__Instruction__. Copy out every line in the part that opens with the line containing "feature the high-rise" and closes with the line containing "703 440 783 512", both included, and nothing else. Multiply each bounding-box coordinate by 1.45 and round it to a whole number, with halves rounded up.

— BEGIN Supplied records —

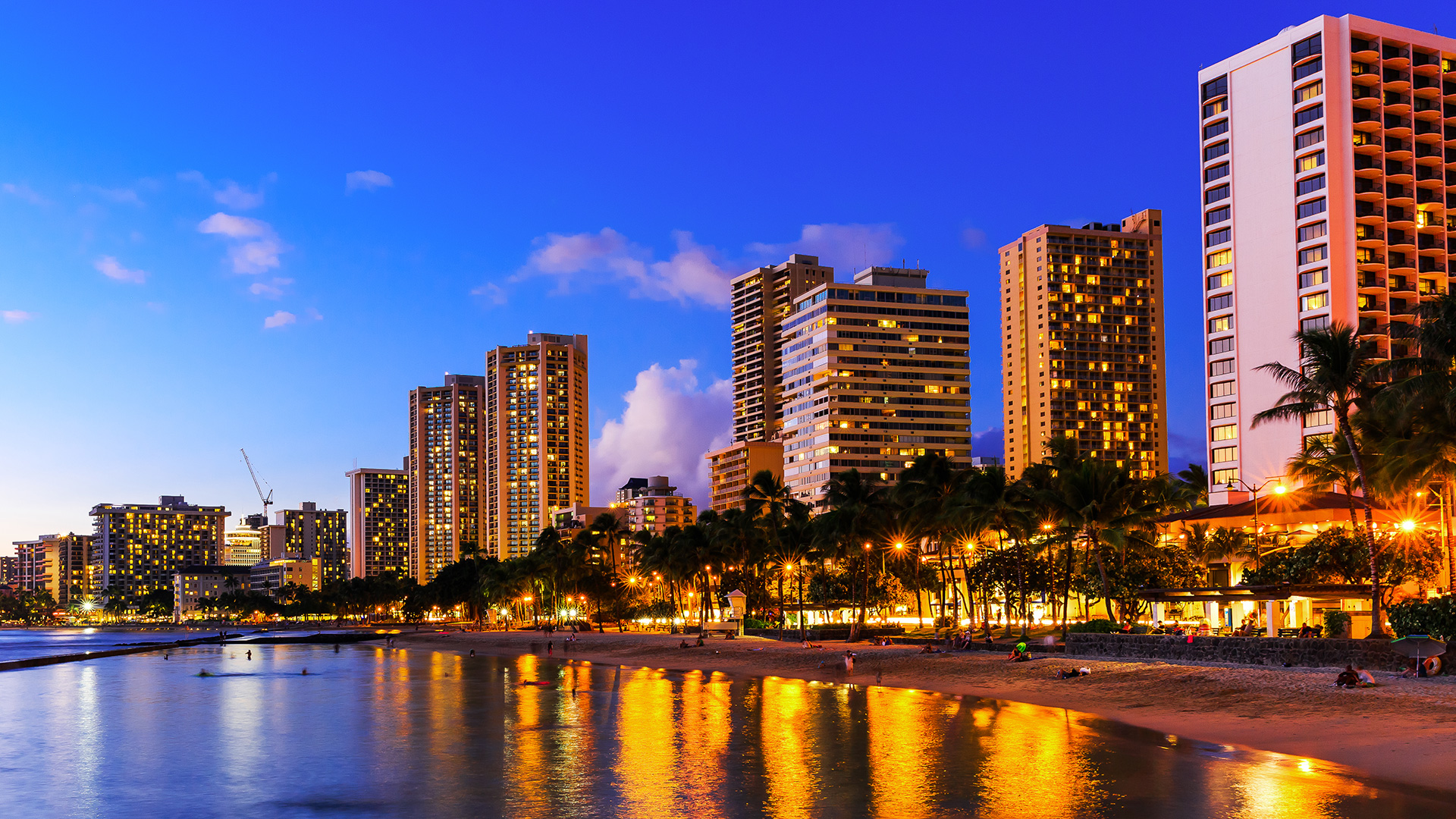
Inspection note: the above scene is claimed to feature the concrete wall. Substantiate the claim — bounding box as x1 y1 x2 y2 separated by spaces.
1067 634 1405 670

— END Supplied records —
— BEGIN Supplied records —

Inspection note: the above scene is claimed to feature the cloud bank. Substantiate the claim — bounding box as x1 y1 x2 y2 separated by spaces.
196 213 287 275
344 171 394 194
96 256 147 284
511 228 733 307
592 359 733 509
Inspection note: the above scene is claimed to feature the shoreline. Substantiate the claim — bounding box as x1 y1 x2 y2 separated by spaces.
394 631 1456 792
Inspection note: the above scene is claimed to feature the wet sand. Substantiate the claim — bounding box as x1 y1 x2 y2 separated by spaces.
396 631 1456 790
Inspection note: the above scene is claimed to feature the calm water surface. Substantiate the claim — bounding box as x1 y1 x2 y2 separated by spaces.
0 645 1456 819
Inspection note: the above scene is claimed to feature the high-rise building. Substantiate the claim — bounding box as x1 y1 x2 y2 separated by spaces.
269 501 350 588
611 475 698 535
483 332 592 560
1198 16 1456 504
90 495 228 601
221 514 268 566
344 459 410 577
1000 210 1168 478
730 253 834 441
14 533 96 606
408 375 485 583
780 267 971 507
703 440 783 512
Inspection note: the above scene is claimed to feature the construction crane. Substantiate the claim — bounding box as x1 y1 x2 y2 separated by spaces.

— END Supplied records —
— BEGIN Supplied records —

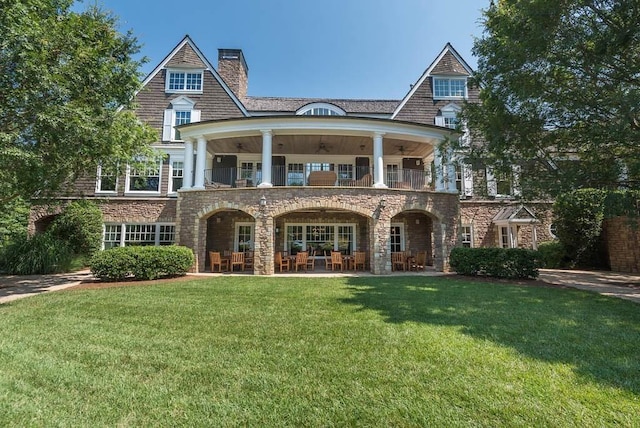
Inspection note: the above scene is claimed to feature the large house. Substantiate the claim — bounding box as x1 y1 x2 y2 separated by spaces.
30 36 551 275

— END Supplied records —

__The answer__.
Inspection note: the above scene is claimed to feature the high-rise building. Substantiate the claim — bounding box as x1 y1 x2 y2 separated by spaces.
390 726 508 853
886 689 1012 776
700 481 858 812
1737 23 2111 731
131 718 331 871
320 745 389 821
499 666 595 837
1450 305 1694 693
1059 367 1209 639
20 773 139 879
592 544 703 845
1131 387 1408 735
1019 638 1135 742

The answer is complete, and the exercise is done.